▸ **INFORMATION SHOWN**
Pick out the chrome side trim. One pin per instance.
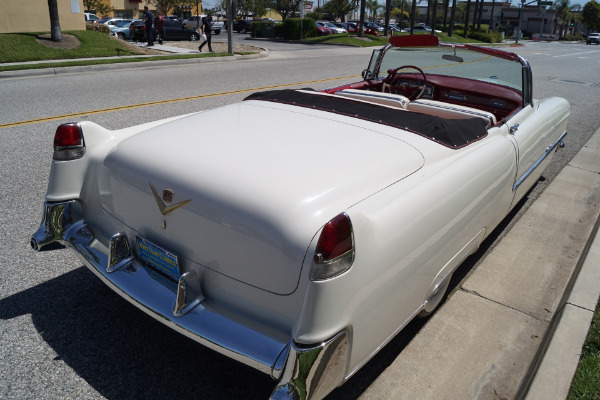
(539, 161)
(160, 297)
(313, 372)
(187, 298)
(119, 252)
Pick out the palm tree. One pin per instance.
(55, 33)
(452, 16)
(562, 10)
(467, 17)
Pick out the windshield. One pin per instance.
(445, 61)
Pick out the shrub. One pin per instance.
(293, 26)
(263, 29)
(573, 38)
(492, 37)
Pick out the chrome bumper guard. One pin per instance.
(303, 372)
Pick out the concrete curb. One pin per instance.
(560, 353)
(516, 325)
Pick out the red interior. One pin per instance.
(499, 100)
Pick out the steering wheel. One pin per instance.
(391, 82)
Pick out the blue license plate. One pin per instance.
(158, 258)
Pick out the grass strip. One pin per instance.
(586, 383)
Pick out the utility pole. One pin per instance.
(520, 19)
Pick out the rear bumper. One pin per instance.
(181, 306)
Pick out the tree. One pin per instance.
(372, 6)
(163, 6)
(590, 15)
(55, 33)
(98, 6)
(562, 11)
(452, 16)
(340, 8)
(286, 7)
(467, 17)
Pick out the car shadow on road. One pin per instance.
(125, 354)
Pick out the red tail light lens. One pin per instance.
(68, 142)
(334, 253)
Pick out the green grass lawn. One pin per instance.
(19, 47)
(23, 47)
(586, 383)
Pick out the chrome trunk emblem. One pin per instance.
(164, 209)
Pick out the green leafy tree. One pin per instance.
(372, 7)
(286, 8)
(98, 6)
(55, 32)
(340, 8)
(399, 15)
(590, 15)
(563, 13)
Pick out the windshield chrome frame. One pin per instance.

▸ **PROBLEM REQUIREMENTS**
Retype the lines above without alteration. The first is the one containing "Pick out the red tail", and the last is the final line of the data.

▸ **OUTPUT BELOW**
Pick out the red tail light lens. One pin per instance.
(68, 142)
(334, 253)
Pick out the green grass lawn. One pin per instance.
(19, 47)
(23, 47)
(586, 383)
Pick out the chrome trunk emblem. One pin per instance.
(164, 209)
Pick out the green leafy tree. One pin per instance.
(372, 7)
(286, 8)
(98, 6)
(55, 32)
(340, 8)
(399, 15)
(590, 15)
(563, 13)
Pick out the windshield chrome frame. One pin per instance.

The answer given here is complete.